[What you have to do]:
Reprint all of the data below exactly as shown and skip every image.

Saved entries
# # #
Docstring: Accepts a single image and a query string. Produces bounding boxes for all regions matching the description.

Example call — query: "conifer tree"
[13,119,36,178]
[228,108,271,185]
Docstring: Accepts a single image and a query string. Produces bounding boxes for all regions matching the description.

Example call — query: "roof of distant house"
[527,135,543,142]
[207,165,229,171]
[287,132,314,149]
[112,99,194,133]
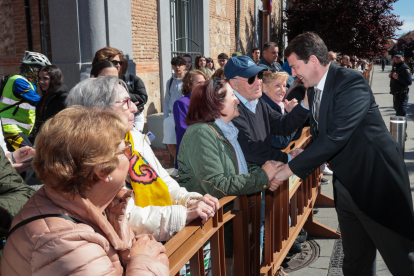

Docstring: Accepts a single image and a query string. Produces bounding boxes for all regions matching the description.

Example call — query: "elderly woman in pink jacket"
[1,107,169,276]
# # #
[Your response]:
Docstring: Accepts a single image and a query string. Produces bounding boxes for all regions matching the description.

Example call — query: "conifer tree"
[13,119,36,178]
[228,108,271,185]
Docstring: Accepts a single image and a query string. Produces bounding boxes for all regions matching the description.

Example call — query: "roof of distant house"
[527,135,543,142]
[207,165,229,171]
[287,132,314,149]
[112,99,194,133]

Docstring: Accepts a single image and a query string. Produces bounding boxes for all regions matching the description.

Example call — query: "elderly woman in pink jacket"
[1,107,169,276]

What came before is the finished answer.